*Problem A*. Check each statement against the JD 6420 thread and answer yes or no, quoting the exact words that decide it: (i) the first poster thinks the actuator's duty cycle was exceeded; (ii) after the breaker tripped, the tractor's a/c stopped working; (iii) Braford's sensor repair at the dealer cost about $240.

# start of Page

# JD 6420 help PLEASE!



## eberlej (Oct 20, 2009)

I have unlimited access to my neighbors JD 6420 and have wired it for GPS and a remote controlled linear actuator to engage a fertilizer spreader from the cab. I was cycling the actuator and noticed a a breaker tripping (one I installed for the actuator) and quickly disconnected everything. I think I exceeded the duty cycle of the actuator.

THE PROBLEM: No tach display, left hand reverser no longer responds, throttle will not respond. I'm too freaked out to see what else is not working. Tractor starts and idles and the a/c still works. Someone please tell me it's just a fuse! It got too dark on me to go through all the fuses and the fuse panel isn't much help.

Thoughts please.


----------



## Bonfire (Oct 21, 2012)

I would get a flashlight and start checking fuses. Should be map of the fuses on the inside of the back panel behind the seat.


----------



## JMT (Aug 10, 2013)

Not sure if this holds true for a 6420 but it might. I had a short and a handful of things quit working on my Kubota m120. Fuses were good but a fusible link had blown that fed the fuses. So make sure that you have power to the fuses when you are checking them.

Since you have several things out at once it might be a fusible link or a circuit breaker, but someone else will have to be more specific for the 6420.


----------



## eberlej (Oct 20, 2009)

The map is difficult to decipher and the fuses don't have the exposed contacts that you can check with a probe. I guess I will start pulling the fuses one at a time excluding the one that obviously are a non-factor i.e., lights, a/c, etc.


----------



## somedevildawg (Jun 20, 2011)

eberlej said:


> I have unlimited access to my neighbors JD 6420 and have wired it for GPS and a remote controlled linear actuator to engage a fertilizer spreader from the cab. I was cycling the actuator and noticed a a breaker tripping (one I installed for the actuator) and quickly disconnected everything. I think I exceeded the duty cycle of the actuator.
> 
> THE PROBLEM: No tach display, left hand reverser no longer responds, throttle will not respond. I'm too freaked out to see what else is not working. Tractor starts and idles and the a/c still works. Someone please tell me it's just a fuse! It got too dark on me to go through all the fuses and the fuse panel isn't much help.
> 
> Thoughts please.


Did you find the fuse diagram behind the seat? It's on the panel that comes off by pushing down on tHe two black tabs and pulling. It may even have a circuit tester in the panel, but i Would use a test light....
Start by checking the fuses, I would thnk you do have either a fuse or fusable link problem like JMT referred to. 
Where was the unit hooked up to for power? I assume you run a power wire to 12v on the tractor? The actuator is remotely controlled, ie. rf remote like a vehicle?


----------



## somedevildawg (Jun 20, 2011)

Didn't see your post, so you did find it.....just turn it like the fuses are and hold it right above the holder, there's like 5 rows of relays/fuses. Mine are mostly symbols but fairly easy to figure out.....I hate those damned fuses......


----------



## Braford (Jul 25, 2014)

Does the display not give you a code? My engine speed sensor went out on mine but it did give a code on the display. Did the same as you are describing. Mine is a powerquad 6420 2wd. It would run but not go forward or revers. Basically a $240 repair at the dealer to replace the sensor.

# end of Page
# start of Data to process

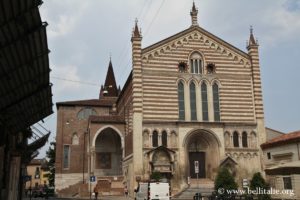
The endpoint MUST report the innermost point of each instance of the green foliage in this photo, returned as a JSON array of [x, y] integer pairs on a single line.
[[51, 163], [259, 183], [225, 180], [156, 176]]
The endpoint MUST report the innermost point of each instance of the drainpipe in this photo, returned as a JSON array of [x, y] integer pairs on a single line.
[[298, 151]]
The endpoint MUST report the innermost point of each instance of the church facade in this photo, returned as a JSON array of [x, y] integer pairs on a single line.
[[190, 99]]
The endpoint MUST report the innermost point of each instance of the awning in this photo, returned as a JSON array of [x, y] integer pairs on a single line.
[[25, 88]]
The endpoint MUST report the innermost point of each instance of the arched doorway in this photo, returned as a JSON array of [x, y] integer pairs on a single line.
[[202, 148], [108, 150]]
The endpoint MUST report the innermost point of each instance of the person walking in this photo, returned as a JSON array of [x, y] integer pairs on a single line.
[[96, 191], [126, 191]]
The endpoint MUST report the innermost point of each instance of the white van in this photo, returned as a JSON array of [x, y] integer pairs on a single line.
[[153, 191], [159, 191], [141, 193]]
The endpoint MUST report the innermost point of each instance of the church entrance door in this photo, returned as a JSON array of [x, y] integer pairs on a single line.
[[200, 158]]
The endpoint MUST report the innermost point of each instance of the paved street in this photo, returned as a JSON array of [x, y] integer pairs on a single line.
[[101, 198]]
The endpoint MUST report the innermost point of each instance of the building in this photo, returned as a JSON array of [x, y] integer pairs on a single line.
[[191, 98], [25, 89], [282, 163], [38, 171]]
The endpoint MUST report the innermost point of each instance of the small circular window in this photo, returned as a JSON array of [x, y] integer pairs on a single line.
[[182, 66], [211, 68]]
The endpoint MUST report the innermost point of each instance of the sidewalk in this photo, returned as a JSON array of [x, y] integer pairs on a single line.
[[75, 198]]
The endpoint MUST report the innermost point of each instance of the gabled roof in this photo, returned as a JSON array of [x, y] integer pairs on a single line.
[[282, 140], [88, 102], [189, 30], [228, 159]]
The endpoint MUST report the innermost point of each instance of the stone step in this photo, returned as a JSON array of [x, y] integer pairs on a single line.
[[190, 192]]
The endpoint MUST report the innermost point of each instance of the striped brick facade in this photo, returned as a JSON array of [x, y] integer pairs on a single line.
[[145, 121]]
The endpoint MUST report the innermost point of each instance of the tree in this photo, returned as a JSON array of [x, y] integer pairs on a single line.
[[51, 163], [224, 181], [259, 183]]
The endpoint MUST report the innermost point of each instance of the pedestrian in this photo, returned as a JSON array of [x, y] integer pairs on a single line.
[[96, 191], [126, 191]]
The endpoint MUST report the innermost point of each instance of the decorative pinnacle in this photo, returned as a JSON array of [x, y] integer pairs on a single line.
[[194, 13], [136, 32], [251, 29], [194, 7]]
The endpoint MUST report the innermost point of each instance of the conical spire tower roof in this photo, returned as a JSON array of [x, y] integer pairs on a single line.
[[109, 89]]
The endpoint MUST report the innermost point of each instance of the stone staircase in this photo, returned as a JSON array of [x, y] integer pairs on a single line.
[[203, 186], [111, 185]]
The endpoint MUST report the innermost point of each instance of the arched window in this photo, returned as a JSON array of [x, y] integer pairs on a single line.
[[196, 63], [236, 139], [155, 139], [216, 102], [85, 113], [181, 101], [204, 102], [75, 139], [227, 139], [244, 139], [164, 139], [193, 101]]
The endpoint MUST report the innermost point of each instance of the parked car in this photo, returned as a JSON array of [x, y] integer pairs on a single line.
[[153, 191]]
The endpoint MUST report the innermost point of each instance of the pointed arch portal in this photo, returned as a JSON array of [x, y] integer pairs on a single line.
[[202, 148]]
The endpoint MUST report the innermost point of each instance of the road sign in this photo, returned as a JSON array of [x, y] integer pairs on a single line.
[[196, 164], [92, 178]]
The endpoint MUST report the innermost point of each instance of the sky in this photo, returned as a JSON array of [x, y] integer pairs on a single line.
[[84, 35]]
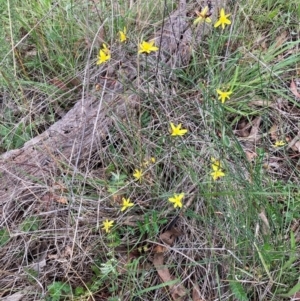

# end of Data to process

*Problem B*. In the entries, swap "green foliage" for "green leaves" throughout the part that opens at the start of the entries and closes with the line containing "[[51, 163], [259, 183], [225, 180], [156, 176]]", and write out only that part with nothing else changed. Leave the pictures out of your answer.

*Written response A*.
(i) Yes: "I think I exceeded the duty cycle of the actuator."
(ii) No: "Tractor starts and idles and the a/c still works."
(iii) Yes: "Basically a $240 repair at the dealer to replace the sensor."

*Written response B*.
The endpoint MUST report the innermost point of each instance of the green leaves in this photo, returned as a JSON array of [x, y] integer pairs on a single line.
[[51, 163], [259, 183], [225, 180], [156, 176]]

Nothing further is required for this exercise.